** Begin Data rows **

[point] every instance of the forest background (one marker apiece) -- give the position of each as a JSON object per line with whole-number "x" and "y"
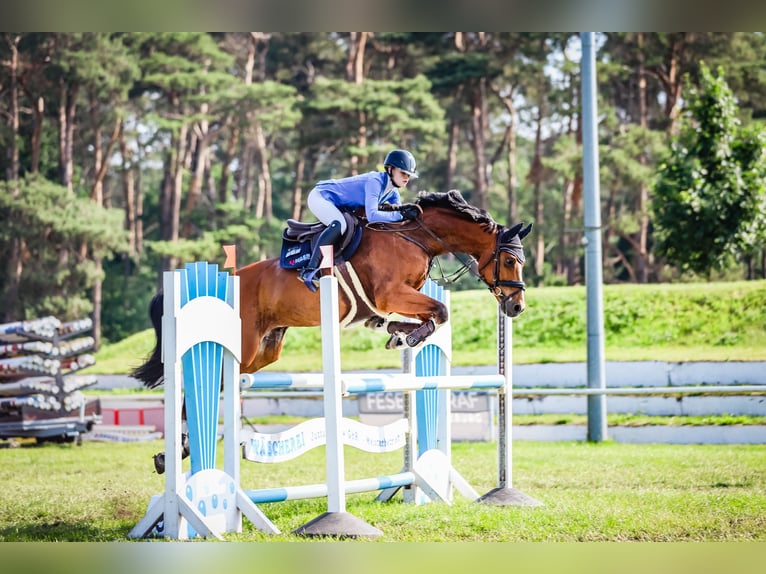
{"x": 126, "y": 154}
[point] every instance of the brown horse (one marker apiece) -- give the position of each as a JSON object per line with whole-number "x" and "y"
{"x": 384, "y": 277}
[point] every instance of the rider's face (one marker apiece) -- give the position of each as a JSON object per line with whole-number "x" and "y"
{"x": 399, "y": 177}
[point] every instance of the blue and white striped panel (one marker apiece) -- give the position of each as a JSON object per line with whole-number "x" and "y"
{"x": 430, "y": 361}
{"x": 202, "y": 368}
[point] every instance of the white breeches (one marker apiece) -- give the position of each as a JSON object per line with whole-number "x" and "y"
{"x": 325, "y": 210}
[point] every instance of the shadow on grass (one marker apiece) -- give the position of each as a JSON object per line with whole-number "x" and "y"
{"x": 63, "y": 531}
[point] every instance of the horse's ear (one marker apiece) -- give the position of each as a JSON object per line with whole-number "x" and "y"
{"x": 513, "y": 231}
{"x": 524, "y": 232}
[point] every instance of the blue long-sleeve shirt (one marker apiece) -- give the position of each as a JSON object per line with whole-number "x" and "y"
{"x": 368, "y": 190}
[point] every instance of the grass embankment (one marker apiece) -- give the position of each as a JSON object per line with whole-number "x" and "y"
{"x": 668, "y": 322}
{"x": 590, "y": 492}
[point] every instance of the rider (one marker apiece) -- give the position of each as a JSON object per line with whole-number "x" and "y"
{"x": 376, "y": 191}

** End Data rows **

Exercise description: Could you revise all of the records above so that "one marker apiece" becomes "one marker per instance", with everything else left unchanged and the pictures omitted?

Output of the exercise:
[point] every instance of the forest background (one marker per instance) -- give the position of each as a JSON object per line with whole-number "x" and "y"
{"x": 126, "y": 154}
[point] every instance of the brown horse (one marker per instance) -- give the position of each as a JSON object per line with whole-number "x" and "y"
{"x": 384, "y": 277}
[point] every instance of the rider's face (one marker per instance) -- give the position of each as a JSON object per line with whole-number "x" and "y"
{"x": 399, "y": 177}
[point] every instance of the blue and white striped panel (one marker per instance) -- give the position of each as a JSON object per line with whole-number "x" and "y"
{"x": 430, "y": 361}
{"x": 202, "y": 368}
[point] every instance of the white breeches (one marker per instance) -- give the position of each as a JSON object per line with whole-number "x" and "y"
{"x": 325, "y": 210}
[point] every instance of the shadow on grass (one marker per instance) -- give the position of each as a JSON object per line with whole-number "x" and "y"
{"x": 63, "y": 531}
[point] every instance of the horse's ear (one marker per instance) -- give the position of each as a JSON object per line with whole-number "x" and "y"
{"x": 513, "y": 231}
{"x": 524, "y": 232}
[point] every instance of the blue long-sleeve shirt (one marker per instance) -- give the position of each as a JSON object per line with whole-number "x" and "y"
{"x": 368, "y": 190}
[point] every instance of the grass embankment (one marker per instance) -- give the position of each as a JSON object per line with whole-number "x" and "y"
{"x": 668, "y": 322}
{"x": 590, "y": 492}
[point] every instance of the rider (one marker per instance) -- give the position of each as a JSON object per line with whole-number "x" and "y"
{"x": 376, "y": 191}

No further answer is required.